=== Source text ===
When performing at a blues venue in Jackson, James Gray, known as "Rock," is almost always stylishly dressed and sporting a fedora, shuffling and twirling pretty women around with his left arm while his right sleeve stays tucked in his belt. If he doesn't have a dance partner with his one good hand, he's holding a microphone and singing Chubby Checker's "The Twist."
To mere observers, Rock appears to be a fun, old soul who loves to sing the blues. But to those in the Jackson blues scene, he is welcomed onstage with applause and cheers, taking the stage with the likes of Sherman Lee Dillon, Jackie Bell and Jason Bailey.
The 70-year-old moved to Jackson in 1957 from the small community of Purvis, Miss., just south of Hattiesburg. Rock says he's been living the life of a Mississippi bluesman as long as he can remember.
"We lived hard. I'm talking about going out and cutting wood so you can fuel the stove and cook dinner," Rock recalls. "I had to drop out of school in the sixth grade and take a job with a construction company so I could help my family. I didn't even have a Social Security card, but I was making a man's money. Sometimes $300 to $400 every two weeks."
Despite his age, Rock still enjoys Jackson into the wee hours of the early morning, performing at venues like Hal & Mal's on Monday nights, and at the 930 Blues Cafe and F. Jones Corner on the weekends.
"I used to play just about everything. I could play a mean guitar, some piano, flute, horn, all of that. I can't do that no more, but the good Lord made sure I could still sing and dance, so that's what I do," Rock says.
At the age of 18, Rock lost his right arm while saving a woman from getting hit by a train. Outside F. Jones Corner on Farish Street, he gestures toward the railroad just a few blocks away.
"There was two trains coming each way, north and south. And she was drunk, running after the southbound, when she got her sleeve caught," Rock says. "I ran after her and pushed her out of the way, before I got dragged under the car. It carried me about 20 feet, and the only thing that saved me was the train going the other way. It took off my arm, but I'm still alive. So I'm thankful for that."
Rock says the blues is what keeps him alive and well.
"I've been singing since I was 8 years old," he says with a laugh. "Ain't no reason to quit now."
Funny finding out all this history on the internet about a family member. James "Rock" Gray is my uncle; my father's brother. Guess it's in the genes, LOL. No wonder my father loved singing, dancing and playing piano. He was always trying to get us to play the piano. In fact, there was always a piano in our home as I can remember. I think it sort of disappeared when I was about fifteen years old. We knew how to dance before we could even talk.
Never heard the full story about how he lost his arm; just knew it had something to do with a train. That is an amazing humanitarian story. I hope the lady was/is grateful for that amazing life saving act. What a great heroic thing to do. WOW, is all I can say. Sending major love out to you "Uncle James" from the Lonestar state of "Texas". Much LOVE and God Bless you.

=== Extracted material ===
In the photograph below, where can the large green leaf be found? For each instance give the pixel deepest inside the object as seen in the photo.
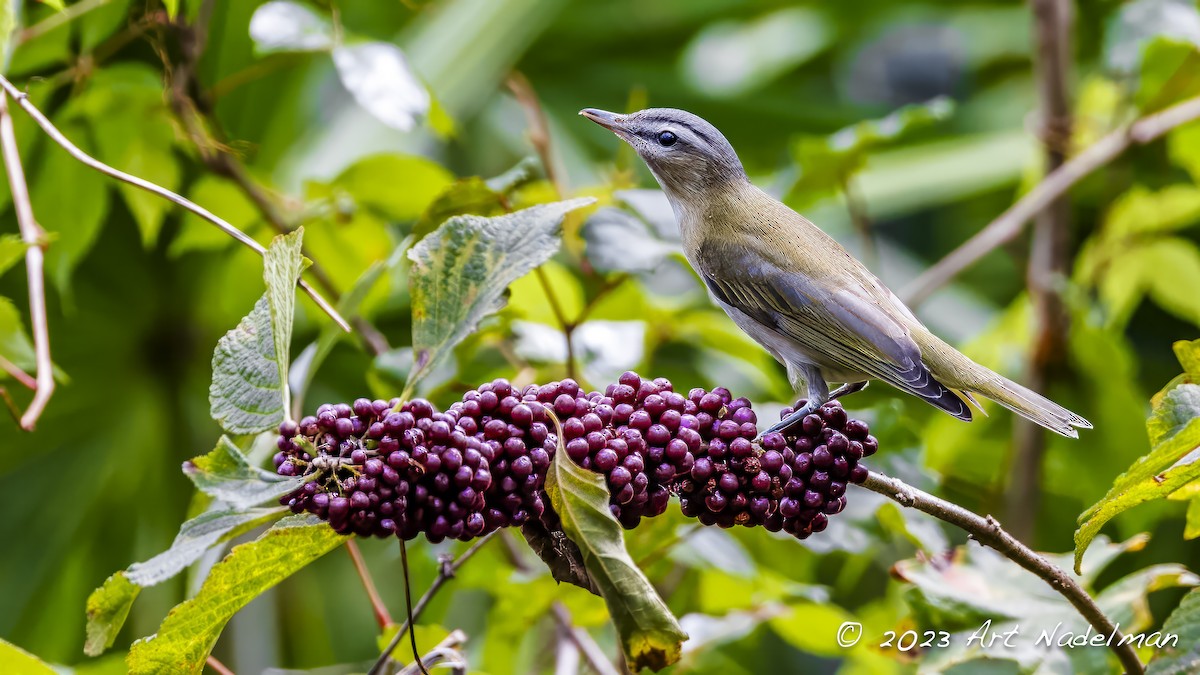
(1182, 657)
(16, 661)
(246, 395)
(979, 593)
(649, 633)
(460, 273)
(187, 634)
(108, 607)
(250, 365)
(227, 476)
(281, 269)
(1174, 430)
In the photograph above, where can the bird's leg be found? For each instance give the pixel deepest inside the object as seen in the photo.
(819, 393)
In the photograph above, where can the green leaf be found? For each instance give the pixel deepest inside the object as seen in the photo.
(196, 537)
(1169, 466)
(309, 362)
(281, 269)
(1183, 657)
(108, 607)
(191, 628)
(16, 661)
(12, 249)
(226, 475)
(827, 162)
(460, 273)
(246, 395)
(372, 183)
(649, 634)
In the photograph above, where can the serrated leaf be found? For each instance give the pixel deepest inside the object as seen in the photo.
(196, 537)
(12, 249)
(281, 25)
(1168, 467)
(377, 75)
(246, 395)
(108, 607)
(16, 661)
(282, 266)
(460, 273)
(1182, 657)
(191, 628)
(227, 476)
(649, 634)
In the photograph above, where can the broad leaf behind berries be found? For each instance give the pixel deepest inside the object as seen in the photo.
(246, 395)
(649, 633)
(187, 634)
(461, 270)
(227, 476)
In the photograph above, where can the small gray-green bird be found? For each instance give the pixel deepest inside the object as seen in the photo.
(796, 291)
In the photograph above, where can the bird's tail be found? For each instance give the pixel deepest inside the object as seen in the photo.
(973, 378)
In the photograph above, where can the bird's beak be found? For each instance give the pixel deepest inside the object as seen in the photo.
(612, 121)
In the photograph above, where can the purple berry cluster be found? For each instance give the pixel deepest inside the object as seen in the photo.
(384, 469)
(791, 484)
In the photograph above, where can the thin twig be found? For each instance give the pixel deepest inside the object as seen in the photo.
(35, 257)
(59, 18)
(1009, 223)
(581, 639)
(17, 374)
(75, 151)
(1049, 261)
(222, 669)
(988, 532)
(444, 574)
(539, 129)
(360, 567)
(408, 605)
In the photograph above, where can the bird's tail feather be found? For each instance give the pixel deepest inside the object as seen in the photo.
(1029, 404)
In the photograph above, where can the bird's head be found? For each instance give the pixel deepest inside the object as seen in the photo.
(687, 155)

=== Task item ===
According to the profile of blues singer James "Rock" Gray, how old was he when he lost his right arm? The material has no role in this exercise.

=== Exercise result ===
He was 18.